◆ Aim of the exercise:
Restate the data below word for word. Leave the images out.

◆ Records for this exercise:

# # #

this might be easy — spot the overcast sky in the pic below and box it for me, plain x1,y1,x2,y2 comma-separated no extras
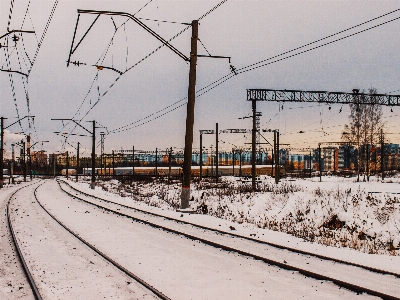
1,0,400,157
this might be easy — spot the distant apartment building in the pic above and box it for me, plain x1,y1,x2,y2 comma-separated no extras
30,151,48,167
338,145,356,170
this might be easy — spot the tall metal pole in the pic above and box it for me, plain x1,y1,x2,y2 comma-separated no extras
0,117,4,188
22,141,26,182
319,144,322,182
199,133,203,180
100,132,105,176
155,148,158,179
168,147,172,184
91,120,96,189
251,100,257,190
27,135,32,180
275,130,280,184
76,142,80,182
112,150,115,177
180,20,198,210
215,123,218,183
53,154,55,177
273,133,276,178
66,151,69,179
11,143,15,184
381,129,385,180
232,149,235,176
132,145,135,177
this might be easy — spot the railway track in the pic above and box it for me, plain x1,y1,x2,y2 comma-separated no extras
6,182,42,300
57,178,400,300
6,181,170,300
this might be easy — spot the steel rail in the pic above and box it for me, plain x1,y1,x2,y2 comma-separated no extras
59,178,400,278
6,182,43,300
34,182,170,300
57,179,400,300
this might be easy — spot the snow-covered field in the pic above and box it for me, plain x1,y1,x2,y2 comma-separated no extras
82,174,400,256
2,176,400,299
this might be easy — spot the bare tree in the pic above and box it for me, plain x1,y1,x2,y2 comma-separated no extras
341,88,384,181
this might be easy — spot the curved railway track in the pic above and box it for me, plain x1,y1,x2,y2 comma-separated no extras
57,178,400,300
6,182,42,300
6,181,170,300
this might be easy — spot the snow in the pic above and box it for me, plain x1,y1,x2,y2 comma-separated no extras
1,175,399,299
74,175,400,257
34,180,382,299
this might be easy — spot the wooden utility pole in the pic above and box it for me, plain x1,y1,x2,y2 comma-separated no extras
180,20,198,210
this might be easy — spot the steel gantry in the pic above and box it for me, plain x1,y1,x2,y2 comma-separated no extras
246,88,400,190
247,89,400,105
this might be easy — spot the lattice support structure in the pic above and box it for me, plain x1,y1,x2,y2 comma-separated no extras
247,89,400,106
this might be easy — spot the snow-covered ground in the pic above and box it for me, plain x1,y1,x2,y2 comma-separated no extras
77,174,400,258
0,181,36,299
1,175,399,299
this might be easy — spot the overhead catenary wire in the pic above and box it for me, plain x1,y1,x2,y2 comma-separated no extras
237,8,400,73
109,13,400,134
67,0,230,129
134,0,154,16
66,4,400,144
28,0,59,75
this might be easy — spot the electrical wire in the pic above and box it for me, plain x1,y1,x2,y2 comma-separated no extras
237,8,400,73
68,3,399,142
29,0,59,74
68,0,229,131
134,0,154,16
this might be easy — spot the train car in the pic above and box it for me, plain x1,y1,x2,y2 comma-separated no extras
82,168,101,176
112,166,182,176
82,165,284,178
61,169,77,175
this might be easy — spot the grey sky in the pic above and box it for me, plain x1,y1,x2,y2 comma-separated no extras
1,0,400,157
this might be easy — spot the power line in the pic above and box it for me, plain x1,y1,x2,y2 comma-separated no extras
29,0,59,75
237,15,400,75
134,0,154,16
237,8,400,72
71,0,229,110
71,4,399,138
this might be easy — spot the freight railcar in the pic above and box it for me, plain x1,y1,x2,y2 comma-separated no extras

# # #

◆ Solution to this problem:
this might be easy — spot the overcast sky in the pic below and box it for me, plain x1,y1,x2,y2 comma-separated no extras
1,0,400,157
this might be easy — spot the distant apartment building in the pic above and box it for me, plain x1,y1,x2,y2 comma-separated no extras
30,151,48,167
338,145,356,170
this might be easy — spot the tall metal pole in the pic above and box it for me, plain x1,y1,x2,y2 comma-separated no extras
0,117,4,188
22,141,26,182
319,144,322,182
199,133,203,180
100,132,105,176
155,148,158,179
168,147,172,184
91,120,96,189
251,100,257,190
27,135,32,180
275,130,280,184
76,142,80,182
112,150,115,177
180,20,198,210
215,123,218,183
53,154,55,177
273,133,276,178
66,151,69,179
11,143,15,184
381,129,385,180
232,149,235,176
132,145,135,177
this might be easy — spot the railway track in the pic above and box it for me, plain x1,y1,x2,y2 comma-separated no extras
6,182,42,300
57,178,400,300
6,181,170,300
this might be easy — spot the steel rail in the pic above and box it for me, plain x1,y1,x2,y2 comma-separated no extras
59,178,400,278
6,182,43,300
34,182,170,300
57,179,400,300
this might be easy — spot the snow-covered field in the pic above and box it for me, plain x1,y1,x2,y2 comma-separated no extras
82,174,400,256
2,176,400,299
this might be easy — spot the bare tree in the pic above and box it for me, plain x1,y1,x2,y2 comma-separated no extras
341,88,384,181
this might be easy — spot the curved railway track in the pic above and box it for me, plain x1,y1,x2,y2 comma-separated no extras
57,178,400,300
6,182,42,300
6,181,170,300
this might be easy — spot the snow in the pic above and box it for me, plain x1,y1,x2,y2 comma-separated no extras
1,175,399,299
74,175,400,257
34,180,382,299
this might be easy — spot the wooden utility pole in the pic above and box it for me, plain x1,y1,x2,y2 comma-separated no extras
180,20,198,210
this might be easy — spot the steel gantry in the pic above and box it for me, plain x1,y1,x2,y2 comma-separated no extras
246,88,400,190
247,89,400,105
this might be easy — spot the lattice support structure in the pic above and box it for me, plain x1,y1,x2,y2 comma-separated no extras
247,89,400,106
this might be easy — spot the snow-covered ground in the pic above and box it for me, plain x1,y1,x2,y2 comma-separated no extras
77,174,400,258
0,181,36,299
1,175,399,299
this might be easy — spot the overhead catenary wire in the pic above and box it for me, plain x1,y1,x2,y2 comma-separated no extras
237,8,400,73
109,13,400,134
67,0,230,129
134,0,154,16
66,4,400,144
28,0,59,75
this might be easy — spot the electrical wire in the pic above and box it for me, plain x1,y1,x2,y2 comma-separated no extras
237,8,400,73
68,3,399,142
29,0,59,74
68,0,229,131
134,0,154,16
this might be easy — spot the train car in the pic above and box it for me, plain x1,y1,x2,y2 comma-separated no extras
82,168,101,176
112,166,182,176
82,165,284,178
61,169,77,175
this might be easy — spot the grey sky in the pic above and box it for me, plain x1,y1,x2,y2 comma-separated no extras
1,0,400,157
this might be easy — spot the power line in the pic above and box it for me, plain x1,y1,x2,y2 comma-separated no extras
29,0,59,75
237,15,400,75
134,0,154,16
237,8,400,72
71,0,229,110
71,4,399,138
this might be easy — spot the freight railcar in the pic above and box it for me, plain x1,y1,x2,y2 comma-separated no extras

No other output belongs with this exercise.